[Pointing and labeling entries]
* begin *
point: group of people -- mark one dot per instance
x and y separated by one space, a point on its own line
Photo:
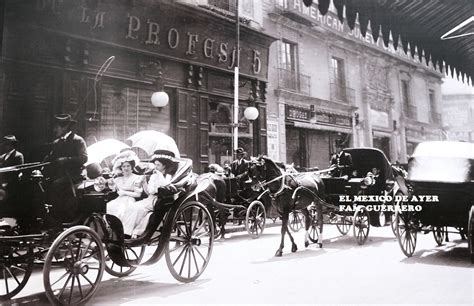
137 196
64 165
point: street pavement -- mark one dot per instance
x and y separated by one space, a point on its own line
244 271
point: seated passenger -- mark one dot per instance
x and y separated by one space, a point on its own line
128 187
165 167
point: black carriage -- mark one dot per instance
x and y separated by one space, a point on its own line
362 194
179 227
441 174
71 254
234 199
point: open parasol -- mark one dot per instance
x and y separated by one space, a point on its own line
150 141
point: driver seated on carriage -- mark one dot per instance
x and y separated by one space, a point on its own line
240 167
64 173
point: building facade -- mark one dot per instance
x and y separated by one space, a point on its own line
54 60
458 116
328 82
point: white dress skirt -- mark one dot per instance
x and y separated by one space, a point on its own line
123 207
144 208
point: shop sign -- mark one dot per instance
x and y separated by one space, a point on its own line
298 113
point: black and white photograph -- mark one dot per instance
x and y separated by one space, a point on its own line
246 152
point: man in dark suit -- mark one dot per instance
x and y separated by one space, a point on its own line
12 156
239 166
67 158
341 161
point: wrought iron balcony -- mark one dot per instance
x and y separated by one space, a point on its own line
435 118
294 81
341 93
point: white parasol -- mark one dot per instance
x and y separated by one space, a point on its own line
99 151
150 141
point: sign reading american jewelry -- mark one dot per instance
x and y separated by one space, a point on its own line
156 28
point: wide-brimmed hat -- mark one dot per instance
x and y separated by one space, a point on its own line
125 156
239 150
64 119
165 154
9 139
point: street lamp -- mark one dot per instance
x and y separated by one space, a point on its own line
235 143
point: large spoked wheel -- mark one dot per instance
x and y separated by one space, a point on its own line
133 255
313 233
255 219
296 221
189 247
343 225
397 203
470 233
406 232
438 234
73 267
16 264
361 225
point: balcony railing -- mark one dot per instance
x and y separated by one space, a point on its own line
294 81
342 93
410 111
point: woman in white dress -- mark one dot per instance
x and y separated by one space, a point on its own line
165 167
128 187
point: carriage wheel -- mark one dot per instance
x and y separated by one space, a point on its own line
470 233
361 225
74 266
438 234
189 247
396 205
313 229
296 221
255 219
406 232
16 265
343 225
133 255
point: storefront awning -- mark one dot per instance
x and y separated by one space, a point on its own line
440 32
322 127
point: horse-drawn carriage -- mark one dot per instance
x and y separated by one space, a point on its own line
365 196
72 254
76 253
441 174
233 199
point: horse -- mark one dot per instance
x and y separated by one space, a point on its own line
289 191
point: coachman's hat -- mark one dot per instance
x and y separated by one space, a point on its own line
239 150
64 119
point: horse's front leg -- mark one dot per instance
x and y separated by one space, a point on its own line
284 229
294 247
307 224
319 210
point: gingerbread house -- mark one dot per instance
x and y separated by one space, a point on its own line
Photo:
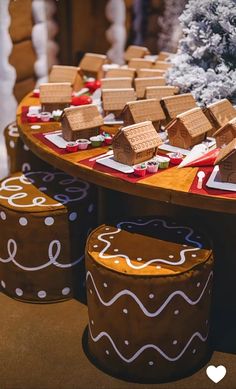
116 82
220 113
55 95
81 122
174 105
91 64
158 92
142 83
188 129
114 100
226 133
72 74
134 51
136 143
227 162
143 110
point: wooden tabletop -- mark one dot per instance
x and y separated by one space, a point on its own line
171 185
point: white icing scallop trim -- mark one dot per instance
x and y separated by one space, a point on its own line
147 346
141 266
54 250
127 292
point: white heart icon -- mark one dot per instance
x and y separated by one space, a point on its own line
216 374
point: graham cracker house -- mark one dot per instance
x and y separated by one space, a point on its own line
116 82
72 74
143 110
158 92
136 143
135 52
174 105
220 113
114 100
226 133
91 64
188 128
227 162
142 83
55 95
81 122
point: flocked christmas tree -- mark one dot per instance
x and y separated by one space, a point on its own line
205 64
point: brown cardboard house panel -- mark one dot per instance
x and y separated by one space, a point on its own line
120 72
142 83
139 63
188 129
227 162
115 99
143 110
81 122
226 133
150 73
136 143
158 92
135 52
174 105
116 82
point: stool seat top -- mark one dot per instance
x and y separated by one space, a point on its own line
148 247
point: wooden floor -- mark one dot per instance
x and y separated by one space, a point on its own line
41 347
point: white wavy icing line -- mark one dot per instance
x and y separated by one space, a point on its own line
27 179
12 250
141 266
147 346
140 304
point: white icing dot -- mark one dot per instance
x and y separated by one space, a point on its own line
23 221
3 284
65 291
3 215
72 216
42 294
19 292
90 208
49 221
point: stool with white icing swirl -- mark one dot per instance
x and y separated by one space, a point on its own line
45 217
149 284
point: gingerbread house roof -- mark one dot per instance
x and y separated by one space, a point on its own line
58 92
178 104
83 117
116 82
222 111
115 99
226 152
141 136
195 122
134 51
61 73
143 110
92 62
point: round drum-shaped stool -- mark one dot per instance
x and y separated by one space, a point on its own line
149 284
45 218
20 158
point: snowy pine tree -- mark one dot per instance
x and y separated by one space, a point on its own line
205 63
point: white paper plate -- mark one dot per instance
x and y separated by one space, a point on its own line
215 182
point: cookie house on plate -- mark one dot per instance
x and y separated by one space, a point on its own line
136 143
227 162
81 122
188 129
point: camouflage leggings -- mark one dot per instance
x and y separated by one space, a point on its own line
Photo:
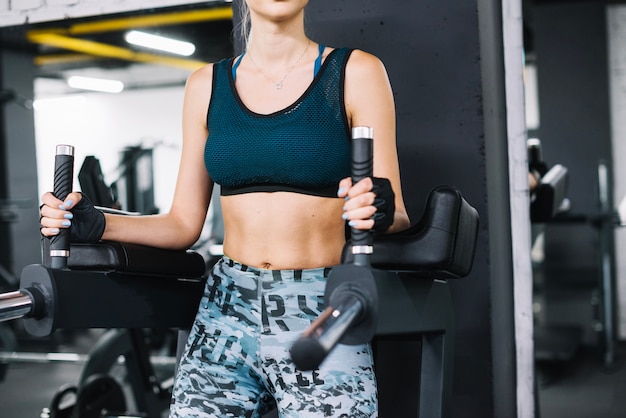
236 362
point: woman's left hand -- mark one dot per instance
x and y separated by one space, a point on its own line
369 203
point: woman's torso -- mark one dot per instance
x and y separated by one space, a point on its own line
275 228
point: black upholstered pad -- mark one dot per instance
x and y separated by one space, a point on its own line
440 245
132 258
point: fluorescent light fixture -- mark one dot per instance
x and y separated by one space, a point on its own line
95 84
161 43
57 102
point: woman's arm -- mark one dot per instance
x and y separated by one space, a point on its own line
181 226
369 102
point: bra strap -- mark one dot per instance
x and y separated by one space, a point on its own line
234 69
318 60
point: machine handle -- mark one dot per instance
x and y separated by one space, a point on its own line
63 181
362 166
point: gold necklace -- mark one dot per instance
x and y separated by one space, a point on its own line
279 84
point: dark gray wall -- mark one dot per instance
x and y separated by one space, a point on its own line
431 51
19 160
575 129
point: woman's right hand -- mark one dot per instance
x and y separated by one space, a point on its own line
75 211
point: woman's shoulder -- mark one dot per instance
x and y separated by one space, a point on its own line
363 65
205 73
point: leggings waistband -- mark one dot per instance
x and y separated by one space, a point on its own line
294 273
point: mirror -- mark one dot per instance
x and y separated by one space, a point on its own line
144 109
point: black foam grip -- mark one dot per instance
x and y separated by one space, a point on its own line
63 181
362 166
307 353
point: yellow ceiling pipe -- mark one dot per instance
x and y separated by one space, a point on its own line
133 22
109 51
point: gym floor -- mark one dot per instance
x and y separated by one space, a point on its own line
579 388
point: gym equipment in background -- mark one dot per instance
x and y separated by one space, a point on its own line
129 288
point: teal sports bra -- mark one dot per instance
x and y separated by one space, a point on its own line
304 148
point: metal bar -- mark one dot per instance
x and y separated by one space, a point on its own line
14 305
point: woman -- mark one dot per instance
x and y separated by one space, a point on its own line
278 130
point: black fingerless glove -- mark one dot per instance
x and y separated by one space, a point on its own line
385 204
88 222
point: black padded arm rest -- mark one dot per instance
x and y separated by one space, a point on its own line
137 259
440 245
549 195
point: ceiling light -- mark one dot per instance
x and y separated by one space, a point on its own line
161 43
95 84
50 103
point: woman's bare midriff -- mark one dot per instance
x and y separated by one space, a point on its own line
282 230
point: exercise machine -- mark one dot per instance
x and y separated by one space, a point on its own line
* end *
▶ _Given request_:
Rewrite the records above, switching each "mark one dot per instance" to "place one point for each instance" and keeping everything else unchanged. Leave the pictures out of the result.

▶ _Problem solution_:
point: group of people -- place one point for each instance
x and y separated by one space, a point on its own line
Photo:
137 196
64 165
point: street pavement -- place one point for each instance
x and y separated by one space, a point on its own line
244 271
point: seated passenger -- place one point for each instance
x and y separated by one space, a point on its own line
128 187
165 167
point: black carriage -- place one point for each instance
x and y separated by one space, a point on its own line
362 194
179 227
441 174
71 254
234 199
point: open parasol -- place one point for each instance
x and y separated by one space, a point on its own line
150 141
point: driver seated on carriage -- place one point for each instance
x and y separated by one space, a point on its own line
240 167
64 173
point: building facade -- place one point for each instance
x and y separated by one space, a point on its own line
54 60
458 116
328 82
point: white dress skirt -- place one point for each instance
x and y separated by one space, a point on its own line
123 207
144 208
point: shop sign -- place one point for each instance
x and y separated by one space, a point on its own line
298 113
point: black and white photograph -- place one point for each instance
x and y separated by one space, a point on its own line
246 152
point: man in dark suit -- place one point for each instance
x and y separated by one space, a point on its own line
12 156
239 166
67 158
341 161
point: wrought iron balcony -- place one point for each instance
x and y separated by one space, a point on its own line
435 118
294 81
341 93
point: white parasol -- place one point for each instance
x and y separated by one space, a point on its own line
99 151
150 141
point: sign reading american jewelry -- place one point for each instance
x and y separated by one space, a point on its own line
156 28
point: wide-brimmed hat -- place one point for each instance
x and y separated by one space, a point on its own line
125 156
239 150
64 119
165 154
9 139
point: street lamp -- place one point for each instance
x and y separated by one space, a point on its own line
235 143
point: large spoked wheel -- place one point for each instance
x and y separated by one space, a point on its own line
133 255
313 233
255 219
296 221
189 247
343 225
397 203
470 233
406 232
438 234
73 267
16 264
361 225
point: balcony railing -- place one point for each instance
x and y separated by one space, a point on its own line
294 81
342 93
410 111
point: woman in white dress -- place one point for each instance
x and y separated by one space, a point on its own line
165 167
128 187
point: carriage wheel -- place one point for each instance
x and y separated by one space, a point on its own line
470 233
361 225
74 266
438 234
189 247
396 205
313 229
296 221
255 219
406 232
16 265
343 225
133 255
point: storefront awning -- place one point for each instance
x and y separated by one space, a point on its own line
440 32
322 127
point: horse-drawn carriage -- place one point for each instance
x and y separated by one space, a point on its own line
365 196
72 254
76 253
441 174
233 199
point: horse -- place one point for each instance
x and y separated by one space, a point on its own line
289 191
point: coachman's hat -- place one point for each instance
x and y separated by one space, a point on its own line
239 150
64 119
point: horse's front leg -- place one point for each instance
x and y separated by one space, a point on its own line
284 229
294 247
307 224
319 210
point: gingerbread house -- place one point for each instance
x and y separated by one space, a point on its own line
Photo:
116 82
220 113
55 95
81 122
174 105
91 64
158 92
142 83
188 129
114 100
226 133
72 74
134 51
136 143
227 162
143 110
point: wooden tabletop -- place one point for each instance
x and y separated by one space, a point on its own line
171 185
point: white icing scallop trim -- place one point for each instance
x and y separated by one space, a point on its own line
147 346
141 266
54 250
127 292
point: white heart icon -- place one point for each instance
x and y separated by one space, a point on its own line
216 374
point: graham cracker house -- place one point for each instance
x and y separated by one space, a point on its own line
116 82
72 74
143 110
158 92
136 143
135 52
174 105
220 113
114 100
226 133
91 64
188 128
227 162
142 83
55 95
81 122
point: flocked christmas tree -- place one point for each instance
x and y separated by one space, a point on its own line
205 64
point: brown cardboard house panel -- place one point for each instance
x and y separated by one space, a point on its own line
120 72
142 83
139 63
188 129
227 162
115 99
143 110
81 122
226 133
150 73
136 143
158 92
135 52
174 105
116 82
point: stool seat top -- place one point for each instance
x and y separated by one space, a point on its own line
148 247
point: wooden floor -- place one point for each instance
x and y separated by one space, a point on its own line
41 347
point: white wavy icing line -- place one point for each instance
x and y separated by one space, a point on its own line
27 179
12 250
141 266
147 346
140 304
point: white icing dot -- place one point for each instance
x and y separated by one space, a point on its own line
23 221
3 284
65 291
3 215
72 216
42 294
19 292
90 208
49 221
point: stool with white icing swirl -- place one point for each instance
x and y separated by one space, a point on its own line
45 217
149 284
point: gingerbread house roof -- place one point for each instance
x and y separated by one space, a point on its own line
58 92
178 104
83 117
116 82
222 111
115 99
226 152
141 136
195 122
134 51
61 73
143 110
92 62
point: round drum-shaped stool -- place one point for each instance
x and y separated by one space, a point on its own line
149 284
45 218
20 158
point: snowy pine tree -- place one point for each instance
x and y separated by one space, a point on its own line
205 63
point: white paper plate -- place one point for each instance
x and y separated by one space, a point on its own line
215 182
point: cookie house on plate -- place one point for each instance
x and y separated by one space, a point on its own line
136 143
227 162
81 122
188 129
point: camouflage leggings -- place one point for each instance
x and y separated by one space, a point on its own line
Photo:
236 362
point: woman's left hand -- place one point for each instance
x and y separated by one space, a point on its own line
369 203
point: woman's torso -- place one point for each instance
x and y separated by one space, a point on its own line
275 228
point: black upholstered pad -- place one point for each instance
x and y separated by one space, a point on its own line
440 245
132 258
point: fluorescent light fixture -- place one point for each instance
x and y separated by one space, a point on its own line
95 84
161 43
57 102
point: woman's arm -- place one point for each instance
x and y separated by one space, a point on its own line
181 226
369 102
point: bra strap -- place one point for each instance
x and y separated by one space, a point on its own line
234 69
318 60
point: machine handle -- place one point for each instance
x and y separated by one space, a point on its own line
63 181
362 166
point: gold necklace -- place one point for each instance
x and y separated by one space, a point on its own line
279 84
point: dark gray wall -- place one point for each instance
x and y separated by one space, a point on its own line
431 51
19 160
575 129
point: woman's right hand -- place one point for each instance
x and y separated by one space, a point on its own line
75 211
point: woman's shoulder -- place one point for each instance
x and y separated by one space, a point on its own line
363 65
205 73
point: leggings waistband -- place one point for each instance
x and y separated by one space, a point on its own line
294 273
point: mirror -- place one point for each instance
x and y separated by one space, a point on its own line
144 109
point: black foam grip -- place one point for each instance
x and y separated by one space, a point on its own line
63 181
362 166
307 353
point: yellow ceiling pipe -- place one point for each instance
x and y separated by one space, a point on its own line
133 22
109 51
point: gym floor -- place one point for each instance
x and y separated by one space, a point on its own line
579 388
point: gym equipment in background -- place one point for each instance
x and y separated by one space, a point on its own line
129 288
point: teal sports bra -- place one point for each instance
x and y separated by one space, a point on its own line
304 148
point: metal bar -- place one point for each instance
x and y separated by one space, a point on its own line
14 305
point: woman -- place one point for each instance
x and y separated by one space, a point on its own line
278 130
point: black fingerless glove -- place one point for each instance
x and y separated by one space, a point on its own line
385 204
88 222
point: black padded arm rest -- place one point for each instance
x and y separated by one space, a point on its own line
137 259
440 245
549 195
point: ceiling light -- place one point for each instance
x and y separated by one space, a point on its own line
161 43
95 84
50 103
point: woman's bare midriff -- place one point for each instance
x and y separated by one space, a point on its own line
282 230
point: exercise machine -- place one point for each instance
x and y separated by one space, a point on its own line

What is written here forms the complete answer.